Stored data =>
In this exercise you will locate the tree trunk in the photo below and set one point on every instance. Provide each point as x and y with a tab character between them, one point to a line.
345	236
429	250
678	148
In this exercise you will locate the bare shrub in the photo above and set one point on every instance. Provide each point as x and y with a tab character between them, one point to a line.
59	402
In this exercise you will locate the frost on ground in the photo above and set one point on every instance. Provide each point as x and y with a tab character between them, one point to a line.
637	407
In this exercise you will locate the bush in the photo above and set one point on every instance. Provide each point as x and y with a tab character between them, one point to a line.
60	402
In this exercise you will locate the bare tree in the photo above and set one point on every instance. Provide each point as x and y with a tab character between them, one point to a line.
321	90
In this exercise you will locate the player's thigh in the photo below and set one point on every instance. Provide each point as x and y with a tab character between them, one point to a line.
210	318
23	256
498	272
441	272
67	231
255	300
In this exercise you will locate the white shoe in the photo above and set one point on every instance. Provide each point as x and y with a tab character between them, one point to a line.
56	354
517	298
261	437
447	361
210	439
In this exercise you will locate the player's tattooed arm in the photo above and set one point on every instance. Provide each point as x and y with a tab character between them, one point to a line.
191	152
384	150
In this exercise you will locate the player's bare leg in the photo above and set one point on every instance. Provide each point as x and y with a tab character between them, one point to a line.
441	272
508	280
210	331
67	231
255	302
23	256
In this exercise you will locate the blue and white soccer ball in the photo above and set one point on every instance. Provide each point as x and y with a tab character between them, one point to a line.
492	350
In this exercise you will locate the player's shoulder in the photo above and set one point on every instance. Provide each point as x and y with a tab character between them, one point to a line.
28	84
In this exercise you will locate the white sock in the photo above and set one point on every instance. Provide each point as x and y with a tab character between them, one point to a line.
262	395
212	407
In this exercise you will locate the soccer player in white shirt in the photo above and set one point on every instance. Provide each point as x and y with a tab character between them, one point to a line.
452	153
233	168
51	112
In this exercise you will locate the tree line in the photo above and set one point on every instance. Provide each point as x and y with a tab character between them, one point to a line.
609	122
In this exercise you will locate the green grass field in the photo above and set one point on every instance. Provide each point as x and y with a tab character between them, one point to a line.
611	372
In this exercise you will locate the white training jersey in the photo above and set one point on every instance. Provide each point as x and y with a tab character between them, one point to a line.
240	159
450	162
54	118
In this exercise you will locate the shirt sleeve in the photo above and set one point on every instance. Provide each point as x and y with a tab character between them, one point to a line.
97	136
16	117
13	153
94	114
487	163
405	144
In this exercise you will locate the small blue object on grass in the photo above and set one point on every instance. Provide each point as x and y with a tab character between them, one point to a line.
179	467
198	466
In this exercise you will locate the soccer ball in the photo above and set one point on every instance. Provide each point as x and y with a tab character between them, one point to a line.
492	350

Your goal => Return all of the data word for word.

Written answer =>
In this exercise you will locate the tree trunk in the photo below and set one point on every instance. Provide each point as x and y with a tab character between them, one point to a line.
345	236
429	250
678	148
In this exercise you will locate the bare shrub in the photo above and set one point on every instance. Provide each point as x and y with a tab character between them, one point to a line.
59	402
In this exercise you will locate the frost on ground in the photo above and set one point on every instance. Provide each point as x and y with a tab character between them, one point to a line.
637	407
In this exercise you will locate the bush in the photo above and set one point on every instance. Provide each point as x and y with a tab character between them, one point to a line.
60	402
In this exercise you will locate the bare tree in the photo above and set one point on every instance. Provide each point as x and y with a tab character between them, one point to a line.
321	90
In this exercise you will locate the player's thigh in the photo below and set one point on every instance. Provide each point as x and y with a tab character between them, one point to a line.
210	318
23	256
498	272
441	272
67	231
255	300
In this exercise you will locate the white shoe in the photo above and set one point on every instance. Provide each point as x and y with a tab character between them, one point to a line.
56	354
517	298
261	437
447	361
210	439
In this exercise you will locate the player's tattooed arm in the photo above and set one point on every instance. Provide each point as x and y with a tab character between them, one point to a line.
191	152
384	150
In this exercise you will locate the player's bare leg in the photo above and set one point on every instance. Provide each point as x and y with a tab character between them, one point to a line.
441	272
508	280
210	331
67	231
255	302
23	256
In this exercise you will locate the blue and white soccer ball in the photo above and set one point on every instance. Provide each point as x and y with a tab character between them, one point to a line.
492	350
In this exercise you will locate the player's shoulder in the photo above and set one point on every instance. Provide each point as x and y with a tab character between them, one point to a line.
28	84
In this exercise you will locate the white sock in the photo above and set one point on every instance. Provide each point as x and y with a tab character between them, one point to a line.
262	395
212	407
In this exercise you will locate the soccer player in white shirt in the photo above and set one point on every instance. Provide each point as x and y with a tab character between them, one point to a line.
452	153
233	168
51	112
In this exercise you will locate the tree line in the photo above and set one point on every instance. Provide each point as x and y with a tab character between them, one point to a line.
609	122
In this exercise you will locate the green grass field in the photo above and set one point on every instance. Provide each point as x and y with a tab character between them, one point to a line.
611	372
In this exercise you will locate the white training jersey in the photo above and set one point on every instance. Provide each point as x and y with a tab character between them, one point to a line.
240	159
450	162
54	118
In this exercise you will locate the shirt sleeve in the photo above and set one point on every instance. Provide each point as x and y with a tab character between them, one point to a line.
97	136
16	117
13	153
94	114
487	163
405	144
In this exercise you will locate the small blue object on grass in the photo above and set one point on every instance. Provide each point as x and y with a tab character between them, one point to a line.
179	467
198	466
In this exercise you will locate the soccer ball in the photo above and set one point on every instance. Provide each point as x and y with a tab character between them, one point to a line.
492	350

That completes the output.